#### [Exercise goal]
Will you write out, word for word, every line from the one with "as in (76,95)." to the final line of the data below, with the pictures left out?

#### [Data for this task]
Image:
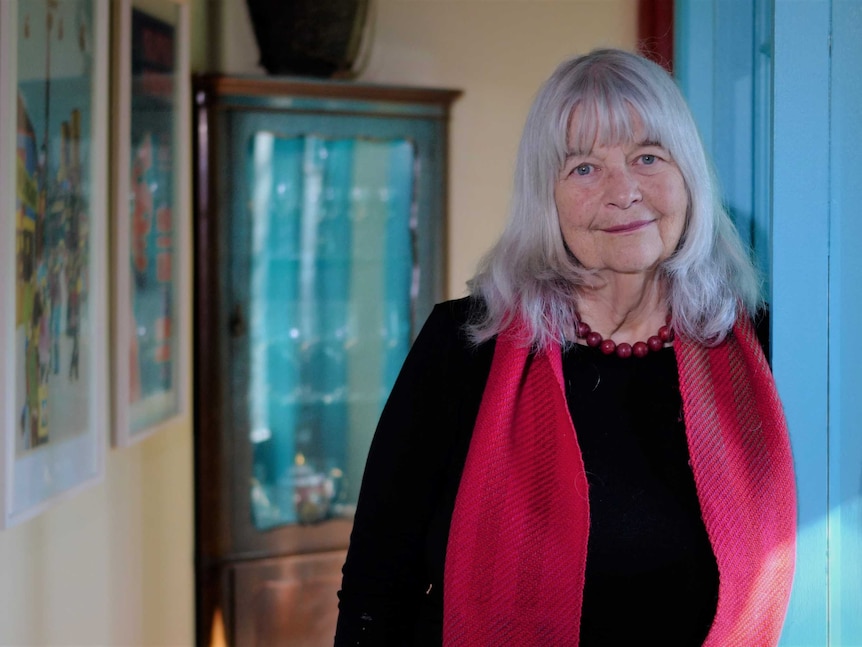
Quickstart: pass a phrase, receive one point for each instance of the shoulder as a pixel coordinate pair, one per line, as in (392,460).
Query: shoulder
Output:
(444,338)
(761,327)
(451,318)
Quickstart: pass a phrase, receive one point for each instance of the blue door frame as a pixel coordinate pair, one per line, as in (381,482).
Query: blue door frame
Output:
(798,136)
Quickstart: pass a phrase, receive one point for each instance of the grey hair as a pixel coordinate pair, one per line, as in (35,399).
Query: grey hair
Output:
(531,275)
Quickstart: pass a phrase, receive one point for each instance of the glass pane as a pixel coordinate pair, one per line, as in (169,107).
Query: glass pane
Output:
(332,265)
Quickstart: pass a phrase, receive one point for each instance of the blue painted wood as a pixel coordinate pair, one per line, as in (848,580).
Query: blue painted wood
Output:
(800,288)
(723,68)
(777,138)
(845,324)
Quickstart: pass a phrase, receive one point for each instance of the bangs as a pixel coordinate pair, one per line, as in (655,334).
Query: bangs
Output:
(609,115)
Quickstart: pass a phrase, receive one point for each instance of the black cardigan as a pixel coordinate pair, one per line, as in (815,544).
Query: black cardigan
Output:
(651,574)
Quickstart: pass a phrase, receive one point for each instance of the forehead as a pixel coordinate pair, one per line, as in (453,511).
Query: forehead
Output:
(596,123)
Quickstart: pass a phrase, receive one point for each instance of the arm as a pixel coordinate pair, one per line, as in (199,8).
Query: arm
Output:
(408,476)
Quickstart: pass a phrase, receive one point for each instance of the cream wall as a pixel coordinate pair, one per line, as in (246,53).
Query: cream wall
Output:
(113,565)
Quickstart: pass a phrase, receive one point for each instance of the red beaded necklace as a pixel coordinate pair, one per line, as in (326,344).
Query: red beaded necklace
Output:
(638,349)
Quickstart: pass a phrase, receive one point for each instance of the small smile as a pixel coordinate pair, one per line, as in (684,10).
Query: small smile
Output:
(627,227)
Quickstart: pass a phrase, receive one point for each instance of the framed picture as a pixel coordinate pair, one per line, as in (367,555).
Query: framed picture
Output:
(150,214)
(53,315)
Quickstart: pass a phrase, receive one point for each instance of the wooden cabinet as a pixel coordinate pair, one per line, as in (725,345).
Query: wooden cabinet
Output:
(319,250)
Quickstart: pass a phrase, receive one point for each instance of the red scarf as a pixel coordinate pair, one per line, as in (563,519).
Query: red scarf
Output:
(517,547)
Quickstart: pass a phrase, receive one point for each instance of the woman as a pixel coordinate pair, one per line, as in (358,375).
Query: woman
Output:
(588,450)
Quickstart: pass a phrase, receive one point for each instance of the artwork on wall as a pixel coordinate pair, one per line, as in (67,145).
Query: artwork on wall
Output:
(53,317)
(150,215)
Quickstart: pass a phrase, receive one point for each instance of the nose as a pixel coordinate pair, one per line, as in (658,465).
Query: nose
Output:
(623,188)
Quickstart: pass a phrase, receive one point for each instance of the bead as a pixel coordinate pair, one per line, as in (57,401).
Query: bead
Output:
(624,350)
(665,334)
(640,349)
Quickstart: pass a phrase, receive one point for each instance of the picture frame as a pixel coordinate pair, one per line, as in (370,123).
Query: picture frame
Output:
(53,232)
(150,215)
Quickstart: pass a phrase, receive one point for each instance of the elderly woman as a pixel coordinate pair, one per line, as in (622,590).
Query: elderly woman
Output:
(589,449)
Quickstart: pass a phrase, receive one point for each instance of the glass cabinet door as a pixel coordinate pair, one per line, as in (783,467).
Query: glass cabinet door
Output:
(331,251)
(326,261)
(319,252)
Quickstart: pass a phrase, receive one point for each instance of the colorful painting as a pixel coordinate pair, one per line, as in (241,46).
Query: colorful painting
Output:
(150,161)
(153,351)
(58,219)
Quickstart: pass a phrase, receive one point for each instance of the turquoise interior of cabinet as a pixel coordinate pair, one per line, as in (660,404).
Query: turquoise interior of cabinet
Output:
(335,257)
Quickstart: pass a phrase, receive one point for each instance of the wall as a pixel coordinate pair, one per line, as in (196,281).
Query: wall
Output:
(113,564)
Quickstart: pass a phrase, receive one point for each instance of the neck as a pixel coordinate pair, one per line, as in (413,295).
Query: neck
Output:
(625,307)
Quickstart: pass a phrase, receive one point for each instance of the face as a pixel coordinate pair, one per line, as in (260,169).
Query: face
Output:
(622,208)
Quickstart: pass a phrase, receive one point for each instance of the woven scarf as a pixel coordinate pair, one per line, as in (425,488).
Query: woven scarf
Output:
(517,548)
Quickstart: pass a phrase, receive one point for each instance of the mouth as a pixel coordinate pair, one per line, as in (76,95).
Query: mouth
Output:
(627,227)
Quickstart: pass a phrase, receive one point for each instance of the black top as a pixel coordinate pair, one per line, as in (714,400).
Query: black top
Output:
(651,574)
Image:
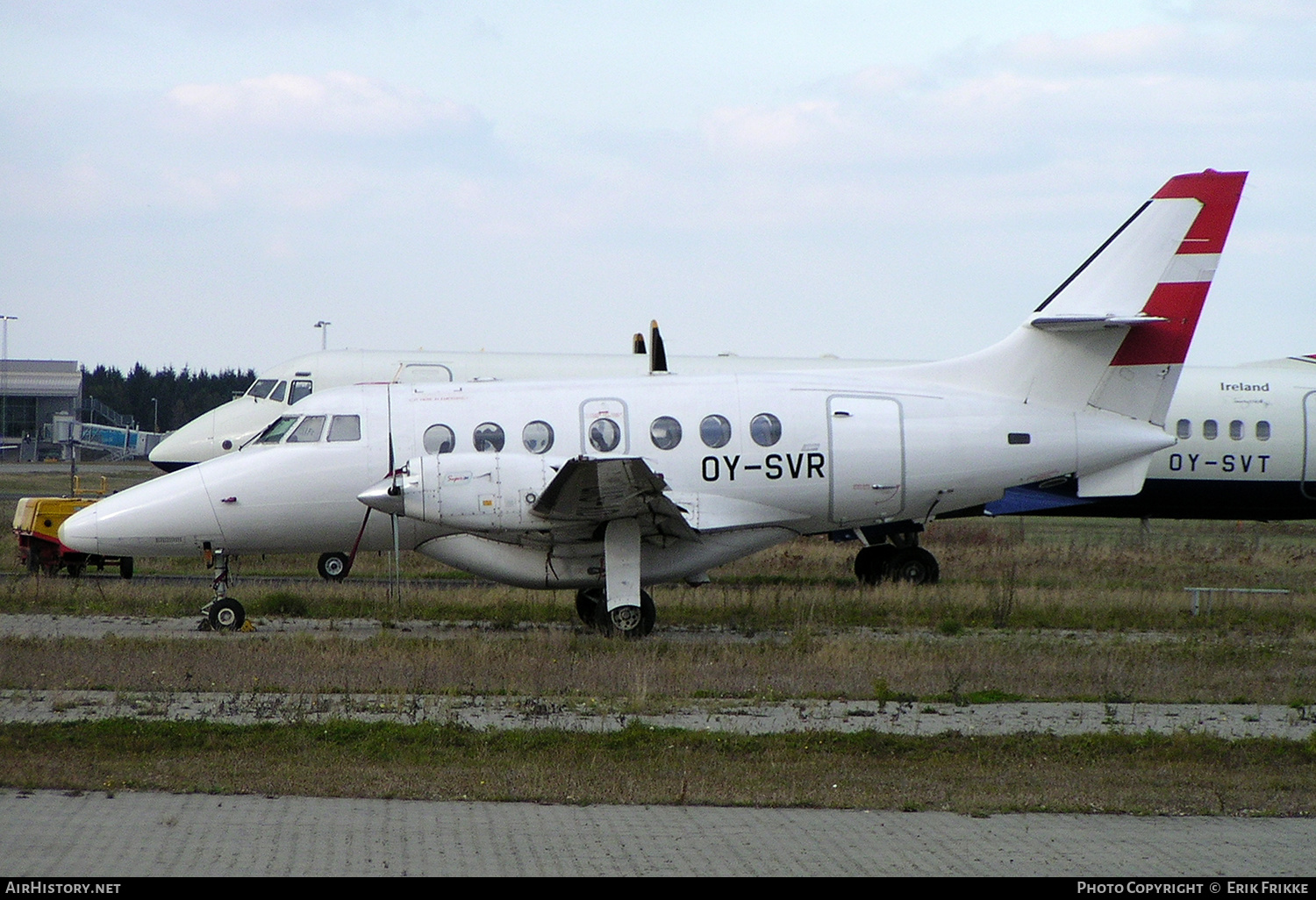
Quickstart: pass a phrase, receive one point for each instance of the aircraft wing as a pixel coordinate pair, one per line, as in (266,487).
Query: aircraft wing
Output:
(597,491)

#### [Output below]
Quickstart: pass a phrase, receive one point for each instance of the mouth as a pixel coordinate pair, one per line, as in (76,95).
Query: mouth
Output:
(627,227)
Quickstart: pass a phrase, receive one point for each instance of the black top as a pixel coordinate pair, one per line, as in (714,400).
Query: black top
Output:
(651,574)
Image:
Quickstart: pass a phrase, receive one point for each instance of the aircraft wing as a pixel coordinate pair, one per line, as in (266,487).
Query: aircraft wing
Output:
(597,491)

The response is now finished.